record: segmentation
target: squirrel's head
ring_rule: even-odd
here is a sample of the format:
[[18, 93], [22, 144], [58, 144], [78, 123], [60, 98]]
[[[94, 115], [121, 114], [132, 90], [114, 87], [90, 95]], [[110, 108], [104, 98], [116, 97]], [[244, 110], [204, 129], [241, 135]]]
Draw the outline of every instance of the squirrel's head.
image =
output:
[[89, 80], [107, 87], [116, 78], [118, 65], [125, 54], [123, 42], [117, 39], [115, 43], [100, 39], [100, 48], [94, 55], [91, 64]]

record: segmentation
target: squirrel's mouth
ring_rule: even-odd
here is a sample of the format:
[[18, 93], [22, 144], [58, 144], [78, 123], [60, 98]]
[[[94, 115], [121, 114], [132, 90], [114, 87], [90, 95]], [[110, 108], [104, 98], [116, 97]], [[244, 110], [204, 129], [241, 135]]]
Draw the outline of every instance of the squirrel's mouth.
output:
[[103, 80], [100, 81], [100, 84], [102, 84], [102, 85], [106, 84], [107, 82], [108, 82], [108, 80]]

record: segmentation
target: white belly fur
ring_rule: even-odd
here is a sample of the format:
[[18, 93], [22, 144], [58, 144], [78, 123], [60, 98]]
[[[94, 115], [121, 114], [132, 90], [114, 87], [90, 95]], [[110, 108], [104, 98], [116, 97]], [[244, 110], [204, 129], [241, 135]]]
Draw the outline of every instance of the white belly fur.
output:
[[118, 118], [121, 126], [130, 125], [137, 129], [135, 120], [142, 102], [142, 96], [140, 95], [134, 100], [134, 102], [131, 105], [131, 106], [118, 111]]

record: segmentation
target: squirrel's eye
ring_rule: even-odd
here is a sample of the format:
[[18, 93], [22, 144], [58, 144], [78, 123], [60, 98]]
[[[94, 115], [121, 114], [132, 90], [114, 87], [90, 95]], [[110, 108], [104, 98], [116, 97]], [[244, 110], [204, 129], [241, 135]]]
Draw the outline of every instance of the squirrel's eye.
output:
+++++
_Instructions for the task_:
Nothing in the data may differ; print all of it exactly as written.

_Task result_:
record: segmentation
target: squirrel's head
ring_rule: even-odd
here is a sample of the format:
[[18, 93], [22, 144], [58, 144], [78, 123], [60, 98]]
[[[94, 115], [121, 114], [132, 90], [114, 87], [90, 95]], [[110, 108], [104, 98], [116, 97]], [[244, 110], [204, 129], [241, 135]]]
Draw the outline of every instance of the squirrel's head.
image =
output:
[[89, 80], [107, 87], [116, 78], [118, 65], [125, 54], [123, 42], [117, 39], [115, 43], [100, 39], [100, 48], [94, 55], [91, 64]]

record: segmentation
target: squirrel's mouth
ring_rule: even-odd
here is a sample of the format:
[[18, 93], [22, 144], [58, 144], [78, 123], [60, 98]]
[[[94, 115], [121, 114], [132, 90], [114, 87], [90, 95]], [[110, 108], [104, 98], [116, 97]], [[244, 110], [204, 129], [241, 135]]]
Draw the outline of every instance of the squirrel's mouth.
output:
[[103, 80], [100, 81], [100, 84], [102, 84], [102, 85], [106, 84], [107, 82], [108, 82], [108, 80]]

record: segmentation
target: white belly fur
ring_rule: even-odd
here is a sample of the format:
[[18, 93], [22, 144], [58, 144], [78, 123], [60, 98]]
[[[94, 115], [121, 114], [132, 90], [114, 87], [90, 95]], [[110, 108], [104, 98], [116, 97]], [[244, 110], [204, 129], [241, 135]]]
Draw the outline of every instance of the white belly fur.
output:
[[118, 118], [121, 126], [130, 125], [137, 129], [135, 120], [142, 102], [142, 96], [140, 95], [134, 100], [134, 102], [131, 105], [131, 106], [118, 111]]

record: segmentation
target: squirrel's eye
ring_rule: even-odd
here is a sample of the format:
[[18, 93], [22, 144], [58, 144], [78, 123], [60, 98]]
[[[94, 115], [121, 114], [132, 90], [114, 87], [90, 95]], [[110, 108], [104, 98], [116, 97]], [[244, 110], [204, 129], [241, 135]]]
Draw the outline of every instance of the squirrel's eye.
output:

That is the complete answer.